Welcome

YData Fabric is a Data-Centric AI development platform that accelerates AI development by helping data practitioners achieve production-quality data.

Much like for software engineering the quality of code is a must for the success of software development, Fabric accounts for the data quality requirements for data-driven applications. It introduces standards, processes, and acceleration to empower data science, analytics, and data engineering teams.

Data-Centric AI Approach

🚀 Fabric SDK was released! 🎉

We are excited to announce the release of the Fabric SDK! This major release marks the beginning of long-term support for the package, ensuring stability, continuous improvements, and ongoing support for all users. Fabric SDK empowers developers with easy access to state-of-the-art data quality tools and generative AI capabilities. Stay tuned for more updates and new features!

Why adopt YData Fabric?

With Fabric, you can standardize the understanding of your data, quickly identify data quality issues, streamline and version your data preparation workflows and finally leverage synthetic data for privacy-compliance or as a tool to boost ML performance. Fabric is a development environment that supports a faster and easier process of preparing data for AI development. Data practitioners are using Fabric to:

Establish a centralized and collaborative repository for data projects.
Create and share comprehensive documentation of data, encompassing data schema, structure, and personally identifiable information (PII).

> Provided information
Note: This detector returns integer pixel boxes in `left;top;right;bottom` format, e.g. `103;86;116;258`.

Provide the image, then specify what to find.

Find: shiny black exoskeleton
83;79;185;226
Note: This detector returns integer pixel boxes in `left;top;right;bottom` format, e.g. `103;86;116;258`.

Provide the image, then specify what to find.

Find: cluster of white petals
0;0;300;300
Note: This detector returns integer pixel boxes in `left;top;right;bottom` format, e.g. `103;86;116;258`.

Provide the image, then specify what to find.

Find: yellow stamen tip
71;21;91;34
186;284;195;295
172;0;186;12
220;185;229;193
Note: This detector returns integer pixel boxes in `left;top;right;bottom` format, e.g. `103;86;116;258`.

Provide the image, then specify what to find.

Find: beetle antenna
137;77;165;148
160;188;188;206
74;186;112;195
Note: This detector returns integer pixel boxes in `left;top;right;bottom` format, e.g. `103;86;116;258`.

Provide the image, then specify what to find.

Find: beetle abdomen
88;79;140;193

> What is asked
(1) Translate this sentence from the YData Fabric page into Spanish: "Fabric is a development environment that supports a faster and easier process of preparing data for AI development."
(2) Please pick up the YData Fabric page after its last line and keep writing it.
The items are material of their own, apart from the YData Fabric page.

> Results
(1) Fabric es un entorno de desarrollo que respalda un proceso más rápido y más sencillo de preparación de datos para el desarrollo de IA.

(2)
Prevent data quality issues with standardized data quality profiling, providing visual understanding and warnings on potential issues.
Accelerate data preparation with customizable recipes.
Improve machine learning performance with optimal data preparation through solutions such as synthetic data.
Shorten access to data with privacy-compliant synthetic data generatio.
Build and streamline data preparation workflows effortlessly through a user-friendly drag-and-drop interface.
Efficiently manage business rules, conduct comparisons, and implement version control for data workflows using pipelines.

📝 Key features

Data Catalog

Fabric Data Catalog provides a centralized perspective on datasets within a project-basis, optimizing data management through seamless integration with the organization's existing data architectures via scalable connectors (e.g., MySQL, Google Cloud Storage, AWS S3). It standardizes data quality profiling, streamlining the processes of efficient data cleaning and preparation, while also automating the identification of Personally Identifiable Information (PII) to facilitate compliance with privacy regulations.

Explore how a Data Catalog through a centralized repository of your datasets, schema validation, and automated data profiling.

Labs

Fabric's Labs environments provide collaborative, scalable, and secure workspaces layered on a flexible infrastructure, enabling users to seamlessly switch between CPUs and GPUs based on their computational needs. Labs are familiar environments that empower data developers with powerful IDEs (Jupyter Notebooks, Visual Code or H2O flow) and a seamless experience with the tools they already love combined with YData's cutting-edge SDK for data preparation.

Learn how to use the Labs to generate synthetic data in a familiar Python interface.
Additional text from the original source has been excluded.